§ **INSTRUCTIONS FOR THE TASK**
Copy out every line of the listing below, unchanged and in its original order.

§ **GIVEN DATA**
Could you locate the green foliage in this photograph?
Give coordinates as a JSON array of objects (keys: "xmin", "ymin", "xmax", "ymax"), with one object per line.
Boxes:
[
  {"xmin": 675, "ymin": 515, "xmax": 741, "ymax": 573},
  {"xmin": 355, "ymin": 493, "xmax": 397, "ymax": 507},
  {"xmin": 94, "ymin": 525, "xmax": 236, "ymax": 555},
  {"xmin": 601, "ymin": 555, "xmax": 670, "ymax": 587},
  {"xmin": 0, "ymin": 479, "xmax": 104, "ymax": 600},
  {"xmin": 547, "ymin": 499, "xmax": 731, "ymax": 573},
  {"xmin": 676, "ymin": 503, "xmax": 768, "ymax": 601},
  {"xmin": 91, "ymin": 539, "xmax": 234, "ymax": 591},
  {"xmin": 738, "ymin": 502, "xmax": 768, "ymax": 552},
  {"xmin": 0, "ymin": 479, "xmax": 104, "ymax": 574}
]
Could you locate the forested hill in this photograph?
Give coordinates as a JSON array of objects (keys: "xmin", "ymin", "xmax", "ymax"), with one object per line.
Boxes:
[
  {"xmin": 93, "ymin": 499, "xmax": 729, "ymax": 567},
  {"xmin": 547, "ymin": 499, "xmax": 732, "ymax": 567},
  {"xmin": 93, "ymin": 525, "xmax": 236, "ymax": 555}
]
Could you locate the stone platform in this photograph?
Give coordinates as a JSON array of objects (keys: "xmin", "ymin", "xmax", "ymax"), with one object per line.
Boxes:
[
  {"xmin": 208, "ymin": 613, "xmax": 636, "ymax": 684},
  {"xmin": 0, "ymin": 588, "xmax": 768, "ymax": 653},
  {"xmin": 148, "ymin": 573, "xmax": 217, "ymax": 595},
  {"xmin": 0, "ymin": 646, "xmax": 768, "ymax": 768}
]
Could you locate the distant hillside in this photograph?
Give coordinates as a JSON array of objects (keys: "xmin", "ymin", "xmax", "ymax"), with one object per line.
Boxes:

§ **WRITTEN RESPONSE**
Could you locate the green foliage in this photograph?
Give coordinates as a JSON array of objects (keys: "xmin", "ymin", "xmax", "ymax"), with one object per line.
Boxes:
[
  {"xmin": 675, "ymin": 515, "xmax": 741, "ymax": 573},
  {"xmin": 355, "ymin": 493, "xmax": 397, "ymax": 507},
  {"xmin": 94, "ymin": 525, "xmax": 236, "ymax": 555},
  {"xmin": 601, "ymin": 555, "xmax": 670, "ymax": 587},
  {"xmin": 0, "ymin": 479, "xmax": 104, "ymax": 600},
  {"xmin": 547, "ymin": 499, "xmax": 731, "ymax": 573},
  {"xmin": 676, "ymin": 503, "xmax": 768, "ymax": 601},
  {"xmin": 91, "ymin": 539, "xmax": 234, "ymax": 591},
  {"xmin": 738, "ymin": 502, "xmax": 768, "ymax": 552},
  {"xmin": 0, "ymin": 479, "xmax": 104, "ymax": 574}
]
Could you locate the forested hill in this photograph?
Give coordinates as a JSON array of objects (keys: "xmin", "ymin", "xmax", "ymax"), with one object per line.
Boxes:
[
  {"xmin": 93, "ymin": 499, "xmax": 729, "ymax": 567},
  {"xmin": 547, "ymin": 499, "xmax": 732, "ymax": 567},
  {"xmin": 93, "ymin": 525, "xmax": 236, "ymax": 555}
]
Could you locate the stone platform in this photograph?
Give coordinates as a JSON array of objects (keys: "xmin", "ymin", "xmax", "ymax"), with one object per line.
Boxes:
[
  {"xmin": 208, "ymin": 613, "xmax": 636, "ymax": 684},
  {"xmin": 0, "ymin": 588, "xmax": 768, "ymax": 653},
  {"xmin": 148, "ymin": 573, "xmax": 217, "ymax": 595},
  {"xmin": 0, "ymin": 646, "xmax": 768, "ymax": 768}
]
Could you locate the distant hillside in this photograph?
Give coordinates as a JSON array of objects (keys: "xmin", "ymin", "xmax", "ymax"), with one object per line.
Boxes:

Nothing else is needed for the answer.